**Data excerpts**
···

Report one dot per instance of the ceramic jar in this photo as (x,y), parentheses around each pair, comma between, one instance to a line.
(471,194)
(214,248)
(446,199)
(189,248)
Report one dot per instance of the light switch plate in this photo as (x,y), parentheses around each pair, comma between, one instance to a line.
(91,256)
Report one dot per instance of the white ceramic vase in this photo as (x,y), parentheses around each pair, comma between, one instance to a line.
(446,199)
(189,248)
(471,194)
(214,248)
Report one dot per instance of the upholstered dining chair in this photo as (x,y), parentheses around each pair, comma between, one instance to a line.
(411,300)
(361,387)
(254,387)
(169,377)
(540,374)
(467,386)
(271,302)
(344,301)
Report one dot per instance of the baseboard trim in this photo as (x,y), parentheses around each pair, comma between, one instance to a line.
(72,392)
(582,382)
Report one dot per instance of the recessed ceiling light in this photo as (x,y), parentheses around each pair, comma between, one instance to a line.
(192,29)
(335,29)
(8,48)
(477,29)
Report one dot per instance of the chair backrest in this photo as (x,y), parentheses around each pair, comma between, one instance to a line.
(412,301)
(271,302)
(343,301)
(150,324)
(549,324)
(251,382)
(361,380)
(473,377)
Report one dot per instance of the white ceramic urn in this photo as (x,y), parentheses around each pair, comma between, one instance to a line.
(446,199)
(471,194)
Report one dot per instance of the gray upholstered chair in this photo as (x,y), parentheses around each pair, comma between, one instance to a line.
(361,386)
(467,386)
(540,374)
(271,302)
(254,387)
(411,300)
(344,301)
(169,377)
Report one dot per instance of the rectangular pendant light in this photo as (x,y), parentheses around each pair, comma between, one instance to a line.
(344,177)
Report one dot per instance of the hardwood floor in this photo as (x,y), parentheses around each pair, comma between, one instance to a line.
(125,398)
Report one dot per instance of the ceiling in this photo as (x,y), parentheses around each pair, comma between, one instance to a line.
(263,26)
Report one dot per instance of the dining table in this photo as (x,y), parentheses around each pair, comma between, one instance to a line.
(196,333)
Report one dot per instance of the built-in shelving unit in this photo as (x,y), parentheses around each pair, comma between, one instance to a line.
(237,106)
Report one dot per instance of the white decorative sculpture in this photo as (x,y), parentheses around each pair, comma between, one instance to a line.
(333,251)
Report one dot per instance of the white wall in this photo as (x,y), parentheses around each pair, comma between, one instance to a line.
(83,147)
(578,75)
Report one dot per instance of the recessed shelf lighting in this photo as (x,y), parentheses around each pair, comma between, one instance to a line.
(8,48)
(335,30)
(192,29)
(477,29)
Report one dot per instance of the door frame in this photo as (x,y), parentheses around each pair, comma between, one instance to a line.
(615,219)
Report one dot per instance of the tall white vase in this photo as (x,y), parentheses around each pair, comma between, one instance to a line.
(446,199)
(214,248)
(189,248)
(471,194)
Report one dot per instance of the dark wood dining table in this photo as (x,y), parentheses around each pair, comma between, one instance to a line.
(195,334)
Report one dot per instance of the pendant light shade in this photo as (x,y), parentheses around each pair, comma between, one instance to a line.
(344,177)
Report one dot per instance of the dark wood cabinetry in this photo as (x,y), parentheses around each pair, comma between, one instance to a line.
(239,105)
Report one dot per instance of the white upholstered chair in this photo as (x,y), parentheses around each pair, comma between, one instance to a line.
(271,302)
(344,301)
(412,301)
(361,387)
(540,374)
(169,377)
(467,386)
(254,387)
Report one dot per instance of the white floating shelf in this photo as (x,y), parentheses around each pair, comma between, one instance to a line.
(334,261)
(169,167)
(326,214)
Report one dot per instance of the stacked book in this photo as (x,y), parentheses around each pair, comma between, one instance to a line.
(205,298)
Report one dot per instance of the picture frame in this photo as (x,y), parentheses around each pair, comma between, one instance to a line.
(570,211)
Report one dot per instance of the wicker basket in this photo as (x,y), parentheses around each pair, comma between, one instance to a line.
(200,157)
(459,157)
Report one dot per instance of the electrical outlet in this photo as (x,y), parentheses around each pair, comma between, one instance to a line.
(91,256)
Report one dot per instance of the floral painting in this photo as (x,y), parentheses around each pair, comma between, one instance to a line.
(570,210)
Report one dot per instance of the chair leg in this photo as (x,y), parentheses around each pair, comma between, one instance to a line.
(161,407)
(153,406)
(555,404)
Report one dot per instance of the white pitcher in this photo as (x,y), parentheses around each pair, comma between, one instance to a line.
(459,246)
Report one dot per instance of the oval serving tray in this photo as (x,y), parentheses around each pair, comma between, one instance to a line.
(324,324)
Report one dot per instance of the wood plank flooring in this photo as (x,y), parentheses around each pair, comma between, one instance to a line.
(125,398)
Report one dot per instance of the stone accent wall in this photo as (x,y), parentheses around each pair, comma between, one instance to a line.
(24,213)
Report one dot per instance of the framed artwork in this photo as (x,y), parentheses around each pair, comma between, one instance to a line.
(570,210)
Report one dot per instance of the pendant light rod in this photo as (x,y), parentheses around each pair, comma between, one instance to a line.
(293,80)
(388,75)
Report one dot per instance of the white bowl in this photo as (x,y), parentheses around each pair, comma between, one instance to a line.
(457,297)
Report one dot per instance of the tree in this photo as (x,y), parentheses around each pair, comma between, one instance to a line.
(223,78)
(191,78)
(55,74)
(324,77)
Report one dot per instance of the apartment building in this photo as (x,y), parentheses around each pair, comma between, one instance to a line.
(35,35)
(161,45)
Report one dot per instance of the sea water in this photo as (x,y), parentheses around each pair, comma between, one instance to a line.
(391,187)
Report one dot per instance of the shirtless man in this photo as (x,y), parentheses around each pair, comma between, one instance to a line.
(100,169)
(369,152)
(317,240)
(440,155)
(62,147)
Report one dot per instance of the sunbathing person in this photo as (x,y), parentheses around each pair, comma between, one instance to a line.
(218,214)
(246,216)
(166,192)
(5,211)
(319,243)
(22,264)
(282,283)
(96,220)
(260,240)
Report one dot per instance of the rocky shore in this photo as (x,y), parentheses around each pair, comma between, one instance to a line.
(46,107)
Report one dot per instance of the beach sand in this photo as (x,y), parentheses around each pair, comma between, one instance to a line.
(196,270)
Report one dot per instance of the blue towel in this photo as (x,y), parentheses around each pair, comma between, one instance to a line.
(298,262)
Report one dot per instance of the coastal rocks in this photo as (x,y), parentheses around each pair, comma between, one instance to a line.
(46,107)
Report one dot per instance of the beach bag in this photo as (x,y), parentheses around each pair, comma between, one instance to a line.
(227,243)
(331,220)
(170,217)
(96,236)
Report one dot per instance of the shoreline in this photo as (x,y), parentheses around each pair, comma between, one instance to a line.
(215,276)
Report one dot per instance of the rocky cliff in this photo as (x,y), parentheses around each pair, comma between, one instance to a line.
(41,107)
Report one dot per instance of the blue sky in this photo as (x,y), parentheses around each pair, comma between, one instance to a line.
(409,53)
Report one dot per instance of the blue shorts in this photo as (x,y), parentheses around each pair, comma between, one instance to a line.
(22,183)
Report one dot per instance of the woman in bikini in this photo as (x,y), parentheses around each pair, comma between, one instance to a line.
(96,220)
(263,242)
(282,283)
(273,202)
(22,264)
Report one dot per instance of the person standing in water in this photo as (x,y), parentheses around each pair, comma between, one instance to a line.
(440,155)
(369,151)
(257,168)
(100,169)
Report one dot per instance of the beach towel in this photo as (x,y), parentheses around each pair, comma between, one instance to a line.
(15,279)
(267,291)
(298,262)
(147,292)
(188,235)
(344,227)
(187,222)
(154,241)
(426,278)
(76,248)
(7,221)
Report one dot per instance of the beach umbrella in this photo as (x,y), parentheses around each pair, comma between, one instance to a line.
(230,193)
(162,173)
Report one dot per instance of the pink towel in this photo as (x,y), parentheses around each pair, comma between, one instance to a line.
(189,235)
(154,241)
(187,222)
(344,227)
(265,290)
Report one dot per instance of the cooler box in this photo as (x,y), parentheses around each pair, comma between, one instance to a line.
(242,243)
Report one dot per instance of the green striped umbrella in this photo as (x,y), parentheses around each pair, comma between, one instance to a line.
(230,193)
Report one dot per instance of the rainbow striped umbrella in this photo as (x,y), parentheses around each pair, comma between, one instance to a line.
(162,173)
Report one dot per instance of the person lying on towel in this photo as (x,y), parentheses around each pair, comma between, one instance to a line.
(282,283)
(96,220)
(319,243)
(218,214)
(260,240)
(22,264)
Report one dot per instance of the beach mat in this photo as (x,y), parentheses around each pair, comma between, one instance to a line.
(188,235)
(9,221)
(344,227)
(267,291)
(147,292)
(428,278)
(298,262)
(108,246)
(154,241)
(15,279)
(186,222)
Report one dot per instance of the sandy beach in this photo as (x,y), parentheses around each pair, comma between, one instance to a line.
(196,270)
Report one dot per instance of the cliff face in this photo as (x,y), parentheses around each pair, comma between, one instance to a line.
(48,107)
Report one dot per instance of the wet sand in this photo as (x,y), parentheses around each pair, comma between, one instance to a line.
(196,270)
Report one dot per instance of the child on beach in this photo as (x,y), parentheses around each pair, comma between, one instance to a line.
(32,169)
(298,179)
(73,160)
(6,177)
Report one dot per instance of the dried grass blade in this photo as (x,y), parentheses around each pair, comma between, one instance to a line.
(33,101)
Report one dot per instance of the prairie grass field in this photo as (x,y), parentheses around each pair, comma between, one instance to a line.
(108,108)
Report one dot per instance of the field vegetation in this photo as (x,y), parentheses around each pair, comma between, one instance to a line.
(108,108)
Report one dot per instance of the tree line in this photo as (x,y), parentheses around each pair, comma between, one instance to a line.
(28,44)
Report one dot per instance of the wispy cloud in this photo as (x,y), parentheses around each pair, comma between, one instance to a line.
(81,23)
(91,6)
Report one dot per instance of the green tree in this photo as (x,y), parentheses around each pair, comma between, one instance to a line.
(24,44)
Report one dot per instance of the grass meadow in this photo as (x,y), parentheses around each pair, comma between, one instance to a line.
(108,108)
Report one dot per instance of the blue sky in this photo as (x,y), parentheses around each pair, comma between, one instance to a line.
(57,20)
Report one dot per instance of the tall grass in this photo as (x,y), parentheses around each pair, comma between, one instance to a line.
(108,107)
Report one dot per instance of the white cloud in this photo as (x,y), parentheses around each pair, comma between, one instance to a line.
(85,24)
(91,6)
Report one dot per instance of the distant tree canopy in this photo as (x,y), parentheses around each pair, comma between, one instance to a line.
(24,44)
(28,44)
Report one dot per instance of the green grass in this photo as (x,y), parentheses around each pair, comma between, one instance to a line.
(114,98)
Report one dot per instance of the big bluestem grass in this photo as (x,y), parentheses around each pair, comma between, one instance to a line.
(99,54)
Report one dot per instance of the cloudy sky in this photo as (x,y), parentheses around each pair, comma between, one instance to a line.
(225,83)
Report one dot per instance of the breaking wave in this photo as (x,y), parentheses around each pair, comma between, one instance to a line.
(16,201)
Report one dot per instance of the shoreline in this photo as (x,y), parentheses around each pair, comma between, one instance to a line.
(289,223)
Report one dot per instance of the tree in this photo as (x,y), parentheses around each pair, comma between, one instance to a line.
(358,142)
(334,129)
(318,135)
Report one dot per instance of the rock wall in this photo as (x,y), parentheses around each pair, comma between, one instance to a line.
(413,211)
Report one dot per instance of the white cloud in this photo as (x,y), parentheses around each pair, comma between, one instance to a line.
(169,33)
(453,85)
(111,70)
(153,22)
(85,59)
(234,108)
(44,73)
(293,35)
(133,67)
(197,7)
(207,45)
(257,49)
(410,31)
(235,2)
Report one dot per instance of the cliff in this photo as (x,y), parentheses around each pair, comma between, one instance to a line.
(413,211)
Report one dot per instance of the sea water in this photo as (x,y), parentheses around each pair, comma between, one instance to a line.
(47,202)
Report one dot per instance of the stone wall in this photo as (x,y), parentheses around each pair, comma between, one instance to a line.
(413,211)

···

Starting at the line with "Report one dot per instance of the cliff in", copy every line up to and including the last one in the entries above.

**COMPLETED TASK**
Report one dot per instance of the cliff in this photo as (x,y), parentheses around each pair, comma between, one instance to a line.
(413,211)
Report one dot per instance of the sea water in this photo as (x,y), parentheses around each pair, comma between, one instance to a line.
(47,202)
Report one dot per instance of the stone wall in this photo as (x,y), parentheses around each pair, comma between, one instance to a line.
(413,211)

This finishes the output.